**Text provided**
Translantau, Hong Kong, 100km (March 2018)

Hong Kong, a place I thought I wouldn't come back ever since my first visit as I recall it as being quite a dull holiday trip. More so, I would never even thought my first attempt at a 100km ultra trail marathon would be an oversea one and supposedly one of the tougher 100km out there...

To be honest, it was plan much earlier than expected since initially was supposed to be Cameron ultra 100km... I was just "testing my luck" in the lottery system with my friend thinking I won't get it anyway since I got nothing to proof during the registration..

[[To enroll for the TransLantau100, you must be a finisher of a 100km trail race OR a 50-km trail race in <12h within the last 2 years]]

My friend had his TMBT 100km while I only had TMMT 70km which I thought the race won't be recognize due to distance issue. When the result came back... I wasn't sure what to feel... unprepared? happy? worry? I had only 5 months to prepare for this... 

Race day was on the 2nd of March 2018. 
The successful ballot result was on the 11th of October 2017.
My mileage was only averaging 20-30km a month before October.
My furthest distance was 65km with < 1000m+ elevation only (TMMT 70km which I barely make it)

Beforehand, I was always giving excuse like busy for work, no time to work out, tired AF after work, and all the extremely typical excuse you always get so that people will make themselves feel better for not training or working out, hence, the low mileage and just barely make it for TMMT 70km CoT... So, I stop all that nonsense and just find way to squeeze in time, and there is where I found my training spot. It was on the way to my home from work. Since traffic jam is common, I stop at my training area which is on the way back and just train at it till the jam subside. Although I reach home later, but it usually only later by 30-50minutes + you enjoy the emptier road when coming home + you feel better after the exercise. And little did I know, I started to collect at least 100km a month for the next 5 months.
(Side note: I well aware jobs like auditor has really busy schedule, but I seen auditor still manage to pull it off and ran a full marathon.)

At the time of the race day, I had collected around probably at least 600km and 30,000m elevation gain from October 2017. Some will say it not enough but I had gave it my best shot and here am I, standing in front of the starting line, about to do the "impossible". Oh, and to add thing worst, I had been DNF-ed two times in a row right before this race (Mt Tahan Climbathon on January 2018 and 24H @ MAEPS on February 2018)... It took a toll on me and to be honest, my confident was kinda low when I was at that starting line...

**Listed records**

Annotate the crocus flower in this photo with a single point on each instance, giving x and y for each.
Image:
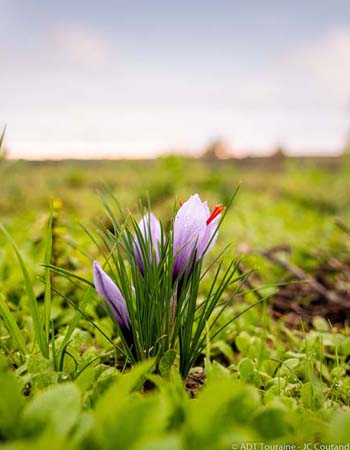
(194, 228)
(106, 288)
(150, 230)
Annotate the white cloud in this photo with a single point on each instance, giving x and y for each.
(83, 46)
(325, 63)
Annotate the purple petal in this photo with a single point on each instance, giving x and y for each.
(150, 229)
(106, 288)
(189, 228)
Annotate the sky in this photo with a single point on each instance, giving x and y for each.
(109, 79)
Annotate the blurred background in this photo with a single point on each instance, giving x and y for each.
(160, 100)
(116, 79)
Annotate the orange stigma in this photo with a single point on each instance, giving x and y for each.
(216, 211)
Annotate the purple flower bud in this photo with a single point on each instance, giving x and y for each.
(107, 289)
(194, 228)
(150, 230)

==

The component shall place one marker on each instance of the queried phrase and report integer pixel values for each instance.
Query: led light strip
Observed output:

---

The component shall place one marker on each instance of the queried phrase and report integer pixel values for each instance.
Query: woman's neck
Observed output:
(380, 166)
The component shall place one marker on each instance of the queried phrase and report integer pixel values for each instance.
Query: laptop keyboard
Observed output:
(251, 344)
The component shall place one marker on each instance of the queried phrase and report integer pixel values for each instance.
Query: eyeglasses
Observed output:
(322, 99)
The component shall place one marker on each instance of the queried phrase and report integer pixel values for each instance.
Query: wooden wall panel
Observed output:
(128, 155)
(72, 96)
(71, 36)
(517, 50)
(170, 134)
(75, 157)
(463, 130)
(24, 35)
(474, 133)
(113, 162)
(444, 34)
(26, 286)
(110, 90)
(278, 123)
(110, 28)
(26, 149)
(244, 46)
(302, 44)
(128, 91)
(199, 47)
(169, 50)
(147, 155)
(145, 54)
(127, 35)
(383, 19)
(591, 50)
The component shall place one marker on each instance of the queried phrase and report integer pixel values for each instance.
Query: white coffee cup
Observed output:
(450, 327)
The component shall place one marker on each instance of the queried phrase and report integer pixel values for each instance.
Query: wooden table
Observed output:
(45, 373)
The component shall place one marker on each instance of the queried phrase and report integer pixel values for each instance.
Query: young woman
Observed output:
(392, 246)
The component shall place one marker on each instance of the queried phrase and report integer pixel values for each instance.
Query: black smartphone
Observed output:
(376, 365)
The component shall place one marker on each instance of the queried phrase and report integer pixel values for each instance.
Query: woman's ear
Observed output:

**What is expected**
Can you reproduce the Translantau race report word for word, everything from "To be honest, it" down to "of October 2017."?

**Response to this exercise**
To be honest, it was plan much earlier than expected since initially was supposed to be Cameron ultra 100km... I was just "testing my luck" in the lottery system with my friend thinking I won't get it anyway since I got nothing to proof during the registration..

[[To enroll for the TransLantau100, you must be a finisher of a 100km trail race OR a 50-km trail race in <12h within the last 2 years]]

My friend had his TMBT 100km while I only had TMMT 70km which I thought the race won't be recognize due to distance issue. When the result came back... I wasn't sure what to feel... unprepared? happy? worry? I had only 5 months to prepare for this... 

Race day was on the 2nd of March 2018. 
The successful ballot result was on the 11th of October 2017.